What the task asks:
Please copy the lines below word for word, leaving out the pictures.
## START Provided data
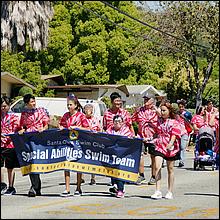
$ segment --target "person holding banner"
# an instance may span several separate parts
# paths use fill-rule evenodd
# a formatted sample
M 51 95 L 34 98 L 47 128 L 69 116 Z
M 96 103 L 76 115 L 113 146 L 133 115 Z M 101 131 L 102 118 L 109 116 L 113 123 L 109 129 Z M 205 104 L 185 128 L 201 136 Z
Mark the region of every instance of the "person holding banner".
M 123 123 L 130 128 L 131 132 L 134 133 L 131 115 L 127 110 L 122 108 L 121 95 L 117 92 L 113 92 L 110 95 L 110 99 L 111 107 L 104 112 L 103 116 L 103 131 L 106 131 L 108 128 L 113 126 L 113 118 L 115 115 L 121 115 Z M 108 183 L 108 185 L 111 185 L 111 183 Z
M 20 167 L 14 144 L 10 137 L 5 136 L 18 132 L 20 124 L 19 117 L 9 111 L 10 103 L 11 100 L 8 97 L 3 96 L 1 98 L 1 168 L 5 165 L 8 172 L 8 188 L 7 184 L 2 182 L 1 172 L 1 195 L 14 195 L 16 193 L 14 168 Z
M 117 92 L 113 92 L 110 95 L 111 99 L 111 108 L 107 109 L 103 116 L 103 130 L 106 131 L 108 128 L 113 126 L 113 118 L 115 115 L 121 115 L 124 119 L 123 123 L 131 129 L 131 132 L 134 132 L 132 126 L 132 120 L 130 113 L 122 108 L 121 96 Z
M 151 177 L 148 185 L 155 185 L 155 159 L 152 155 L 154 150 L 154 144 L 152 143 L 153 136 L 155 134 L 155 128 L 157 126 L 157 119 L 159 110 L 154 105 L 154 99 L 149 96 L 144 96 L 144 106 L 138 108 L 132 115 L 132 121 L 138 123 L 138 137 L 144 138 L 145 151 L 148 149 L 148 153 L 151 157 Z M 145 182 L 144 177 L 144 154 L 141 155 L 141 162 L 139 168 L 139 178 L 136 182 L 140 185 Z
M 86 115 L 86 119 L 87 119 L 92 131 L 101 131 L 101 125 L 99 123 L 99 119 L 93 115 L 93 109 L 94 109 L 94 107 L 92 104 L 86 104 L 84 106 L 84 113 Z M 90 185 L 96 184 L 95 174 L 91 174 L 91 181 L 89 184 Z
M 80 105 L 76 96 L 70 95 L 67 97 L 67 108 L 69 111 L 66 112 L 59 121 L 60 129 L 64 129 L 64 128 L 70 130 L 73 130 L 74 128 L 90 129 L 85 114 L 81 112 L 82 106 Z M 66 189 L 64 190 L 64 192 L 60 194 L 60 196 L 67 197 L 70 196 L 70 171 L 64 171 L 64 177 L 65 177 Z M 77 188 L 76 191 L 74 192 L 74 196 L 82 195 L 81 182 L 82 182 L 82 173 L 77 172 Z
M 160 109 L 161 117 L 158 118 L 157 137 L 154 139 L 155 150 L 152 152 L 155 156 L 156 191 L 151 198 L 162 198 L 160 191 L 161 168 L 163 159 L 165 159 L 168 171 L 168 192 L 165 199 L 173 199 L 174 162 L 180 159 L 181 127 L 175 119 L 175 110 L 169 101 L 162 101 Z
M 21 113 L 19 134 L 24 132 L 43 132 L 48 129 L 49 113 L 43 107 L 36 108 L 35 97 L 32 94 L 26 94 L 23 97 L 25 108 Z M 31 188 L 28 192 L 29 197 L 41 195 L 41 180 L 40 174 L 29 174 Z
M 106 131 L 108 134 L 114 134 L 114 135 L 123 135 L 127 137 L 134 137 L 134 133 L 130 130 L 126 124 L 124 124 L 123 117 L 120 115 L 115 115 L 113 117 L 113 126 L 109 127 Z M 109 189 L 109 191 L 116 195 L 117 198 L 123 198 L 124 197 L 124 184 L 125 181 L 119 180 L 116 178 L 111 178 L 112 188 Z M 117 185 L 117 188 L 114 187 L 114 185 Z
## END Provided data
Result of the exercise:
$ segment --target "person holding banner"
# an instance may span several separate parts
# paths use fill-rule evenodd
# a formatted sample
M 51 95 L 34 98 L 47 128 L 69 116 Z
M 96 103 L 76 115 L 113 146 L 133 115 Z M 101 131 L 102 118 L 109 116 L 113 123 L 109 129 Z M 205 104 L 185 128 L 201 136 Z
Mark the region of every instance of the "person holding banner".
M 123 123 L 130 128 L 131 132 L 134 133 L 131 115 L 127 110 L 122 108 L 121 95 L 117 92 L 113 92 L 110 95 L 110 99 L 111 107 L 104 112 L 103 116 L 103 131 L 106 131 L 108 128 L 113 126 L 113 118 L 115 115 L 121 115 Z M 108 183 L 108 185 L 111 185 L 111 183 Z
M 20 167 L 14 144 L 10 137 L 5 136 L 18 132 L 20 124 L 19 117 L 9 111 L 10 103 L 11 100 L 8 97 L 3 96 L 1 98 L 1 168 L 5 165 L 8 172 L 8 188 L 7 184 L 2 182 L 1 172 L 1 195 L 14 195 L 16 193 L 14 168 Z
M 117 92 L 113 92 L 110 95 L 111 99 L 111 108 L 107 109 L 103 116 L 103 130 L 106 131 L 108 128 L 113 126 L 113 118 L 115 115 L 121 115 L 124 119 L 123 123 L 131 129 L 131 132 L 134 132 L 132 126 L 132 120 L 130 113 L 122 108 L 121 96 Z
M 151 177 L 148 185 L 155 185 L 155 159 L 152 155 L 154 150 L 154 144 L 152 143 L 153 136 L 155 134 L 155 128 L 157 126 L 157 119 L 159 110 L 154 105 L 154 99 L 149 96 L 144 96 L 144 106 L 138 108 L 132 115 L 132 121 L 138 123 L 138 137 L 144 138 L 145 151 L 148 149 L 148 153 L 151 157 Z M 145 182 L 144 177 L 144 154 L 141 155 L 141 162 L 139 168 L 139 178 L 136 182 L 140 185 Z
M 86 115 L 86 119 L 87 119 L 92 131 L 101 131 L 101 125 L 99 123 L 99 119 L 93 115 L 93 109 L 94 109 L 94 107 L 92 104 L 86 104 L 84 106 L 84 113 Z M 90 185 L 96 184 L 95 174 L 91 174 L 91 181 L 89 184 Z
M 80 105 L 76 96 L 70 95 L 67 97 L 67 108 L 69 111 L 66 112 L 59 121 L 60 129 L 64 129 L 64 128 L 70 130 L 73 130 L 74 128 L 90 129 L 85 114 L 81 112 L 82 106 Z M 66 189 L 64 190 L 64 192 L 60 194 L 60 196 L 67 197 L 70 196 L 70 171 L 64 171 L 64 177 L 65 177 Z M 77 188 L 76 191 L 74 192 L 74 196 L 82 195 L 81 182 L 82 182 L 82 173 L 77 172 Z
M 160 109 L 161 117 L 158 118 L 157 137 L 154 139 L 155 150 L 152 152 L 155 156 L 156 191 L 151 198 L 162 198 L 160 191 L 161 168 L 163 159 L 165 159 L 168 171 L 168 192 L 165 199 L 173 199 L 174 162 L 180 159 L 181 127 L 175 119 L 175 110 L 169 101 L 162 101 Z
M 21 113 L 19 134 L 24 132 L 43 132 L 48 129 L 49 113 L 43 107 L 36 108 L 35 97 L 32 94 L 26 94 L 23 97 L 25 108 Z M 31 188 L 28 192 L 29 197 L 41 195 L 41 180 L 40 174 L 29 174 Z
M 106 131 L 108 134 L 114 134 L 114 135 L 123 135 L 127 137 L 134 137 L 134 133 L 130 130 L 126 124 L 124 124 L 123 117 L 120 115 L 115 115 L 113 117 L 113 126 L 109 127 Z M 109 189 L 109 191 L 116 195 L 117 198 L 123 198 L 124 197 L 124 184 L 125 181 L 119 180 L 116 178 L 111 178 L 112 188 Z M 117 185 L 117 188 L 114 187 L 114 185 Z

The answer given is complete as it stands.